- [Documento]:
★ ★ ★ ★

Jovem Pan deixa de fazer notícia e vira bolsonarista

Publicado

Autor/Imagem:
Wenceslau Araújo

Outrora uma rádio isenta, com profissionais corretos e preocupados exclusivamente com a notícia e sempre na linha de frente do radiojornalismo, a Rádio Jovem Pan transformou-se no maestro da desafinada banda de besteirol do presidente da República. Panfletária e repetidora de fake news, a emissora, que já “ancorou” vários mandatários, esquece que em um ano e meio os ares do país serão outros. Como explicar aos ouvintes sem fanatismo a desnecessária, fajuta, desproposital, explícita e cara bajulação ao mito? Será difícil. Na melhor das hipóteses, levará tempo. A campanha da Jovem Pan e os editorias radiofonizados de seu principal dirigente jornalístico em favor do voto impresso beirou as raias do ridículo.

★ ★ ★ ★

- [Tarefa curta A]:
No texto sobre a Jovem Pan, liste os adjetivos usados para qualificar a bajulação ao mito.
- [Tarefa curta B]:
Reescreva de forma mais curta o parágrafo do texto sobre a Jovem Pan que começa com "Outrora uma rádio isenta", mantendo os fatos principais.
- [Tarefa curta C]:
Continue o texto sobre a Jovem Pan a partir da última frase mostrada.

- [Dados fornecidos]:
★ ★ ★ ★

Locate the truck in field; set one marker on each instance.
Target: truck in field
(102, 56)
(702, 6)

★ ★ ★ ★

- [Resultado final A]:
desnecessária, fajuta, desproposital, explícita, cara

- [Resultado final B]:
Antes isenta e voltada só para a notícia, a Rádio Jovem Pan virou o maestro do besteirol do presidente da República, tornando-se panfletária e repetidora de fake news. A emissora esquece que em um ano e meio o clima do país será outro. Vai ser difícil, ou no mínimo demorado, explicar aos ouvintes sem fanatismo sua bajulação ao mito. A campanha da rádio e os editoriais de seu principal dirigente jornalístico a favor do voto impresso beiraram o ridículo.

- [Resultado final C]:
As exceções na Jovem Pan de hoje são raríssimas. Uma delas, José Maria Trindade, é originária da cidade mineira de Medina e responde pelo melhor momento da emissora no anedotário político de Brasília. Em uma entrevista coletiva do presidente Fernando Henrique Cardoso, Zé era o segundo na lista de jornalistas inscritos. O primeiro, Laerte Rímoli, representava a CBN, novíssima no cenário nacional. Antecedendo à pergunta, era praxe a apresentação dos entrevistadores, consequentemente dos veículos a que pertenciam. Macaco velho, Rímoli pegou o microfone, disse seu nome e, no momento de apresentar a emissora, lembrou que faltava um importante complemento. Criou na hora. “Laerte Rímoli, da Rádio CBN, a rádio que toca notícia”. Estava criado um dos bordões mais fortes do radiojornalismo nacional.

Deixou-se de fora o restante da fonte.